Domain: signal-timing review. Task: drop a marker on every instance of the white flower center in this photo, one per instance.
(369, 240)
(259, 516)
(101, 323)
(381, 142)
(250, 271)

————————

Required work - Write out every line of the material exactly as it appears.

Response area -
Domain: signal-timing review. Task: drop a marker on every instance of the white flower center in this photo, one per instance.
(369, 240)
(259, 516)
(101, 323)
(381, 142)
(250, 271)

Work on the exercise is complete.